- 原文抜粋 -
↓↓↓
AIJOソリューション【ダイジェスト版】 ~AI・人工知能・DX・安全・省人化~ より

コムシスホールディングスは2003年、いずれも情報通信建設業の日本コムシスと三和エレック(現・サンワコムシスエンジニアリング)、東日本システム建設(現・TOSYS)の3社の株式移転により、純粋持株会社として設立されました。その後も株式交換により、同業の國際電設(現・ウィンテック)や、つうけんを完全子会社化して事業を拡大してきました。

2018年にも同様に、NDSSYSKEN北陸電話工事を完全子会社化。なお、NTT設備事業は認定の情報通信建設会社として3社のみ参画が許可されており、コムシスグループはその一角を占めるとともに、最大の市場占有率(38%)を誇っています。(NEXT DX LEADER編集部)

「ITプラットフォームの共有」でシナジー創出ねらう

コムシスグループの報告セグメントは、事業会社の名前を冠した8つのグループとその他の9つ。2023年3月期の売上高構成比は「日本コムシスグループ」が46.4%を占めています。

決算説明資料には、NTTグループ向け情報通信工事の「NTT設備事業」、NTT以外の事業者(New Common Carrier)向けの「NCC設備事業」、IT分野のトータルソリューションサービスの「ITソリューション事業」、都市インフラに関する電気および土木などの「社会システム関連事業等」の区分があります。

「COMSYS REPORT 2023.3」(2023年7月)より

「COMSYS REPORT 2023.3」(2023年7月)より

2023年3月期の売上高構成比は、キャリア系事業(NTT設備事業が39.7%、NCC設備事業が10.0%)が49.7%、成長事業(社会システム関連事業等が30.9%、ITソリューション事業が19.4%)が50.3%でした。

コムシスグループは2019年5月、中期ビジョン「コムシスビジョン NEXT STAGE 2023」を発表。“One SOMSYSとしてNEXT STAGEを目指す” をスローガンに、「トップライン拡大」「経営統合シナジー創出による利益確保」の2本柱を掲げています。

「トップライン拡大」の方策としては、既存分野のさらなる拡大、新分野への参入、M&A、「シナジー創出」の方策としては、構造改革による効率化推進、ITプラットフォームの共有をあげています。また、「5G」による事業機会の拡大に対応し、変貌する業界の要請にワンストップで応えるとしています。

「2019年3月期 決算説明会」(2019年5月16日)より

「2019年3月期 決算説明会」(2019年5月16日)より

通信インフラの設備投資が減少「厳しい事業環境が続く」

しかし、2023年3月期の連結業績は、売上高が5,890億円、営業利益が429億円。売上高と営業利益の過去最高を更新した前期を下回りました。

これを受けて、「NEXT STAGE 2023」の最終年度計画値は、売上高目標や営業利益目標を下方修正。一方で、成長事業の「ITソリューション事業」「社会システム関連事業等」の合計が50%超(53%)の目標を堅持しています。
↑↑↑
- 項目一覧 -
↓↓↓
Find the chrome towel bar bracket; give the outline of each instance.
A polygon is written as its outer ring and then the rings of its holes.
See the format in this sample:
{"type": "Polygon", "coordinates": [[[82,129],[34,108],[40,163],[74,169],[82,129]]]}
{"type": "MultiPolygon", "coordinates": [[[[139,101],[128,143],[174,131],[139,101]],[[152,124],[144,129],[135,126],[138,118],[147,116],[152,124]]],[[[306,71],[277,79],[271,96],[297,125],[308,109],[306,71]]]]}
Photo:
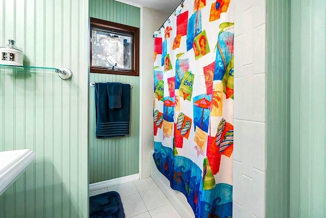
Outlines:
{"type": "MultiPolygon", "coordinates": [[[[132,83],[129,83],[129,84],[130,85],[130,88],[132,88],[133,87],[133,85],[132,85],[132,83]]],[[[91,82],[90,83],[90,86],[92,87],[95,86],[95,82],[94,81],[91,82]]]]}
↑↑↑
- 指示 -
原文抜粋のうち、「コムシスグループは2019年5月、中期ビジョン「コムシスビジョン NEXT STAGE」を含む語句から書き始め、「更新した前期を下回りました。」の語句までを一字一句違えずに書き写してください。 各項目は、本文とは別の出典から収録したものです。

- 回答文 -
コムシスグループは2019年5月、中期ビジョン「コムシスビジョン NEXT STAGE 2023」を発表。“One SOMSYSとしてNEXT STAGEを目指す” をスローガンに、「トップライン拡大」「経営統合シナジー創出による利益確保」の2本柱を掲げています。

「トップライン拡大」の方策としては、既存分野のさらなる拡大、新分野への参入、M&A、「シナジー創出」の方策としては、構造改革による効率化推進、ITプラットフォームの共有をあげています。また、「5G」による事業機会の拡大に対応し、変貌する業界の要請にワンストップで応えるとしています。

「2019年3月期 決算説明会」(2019年5月16日)より

「2019年3月期 決算説明会」(2019年5月16日)より

通信インフラの設備投資が減少「厳しい事業環境が続く」

しかし、2023年3月期の連結業績は、売上高が5,890億円、営業利益が429億円。売上高と営業利益の過去最高を更新した前期を下回りました。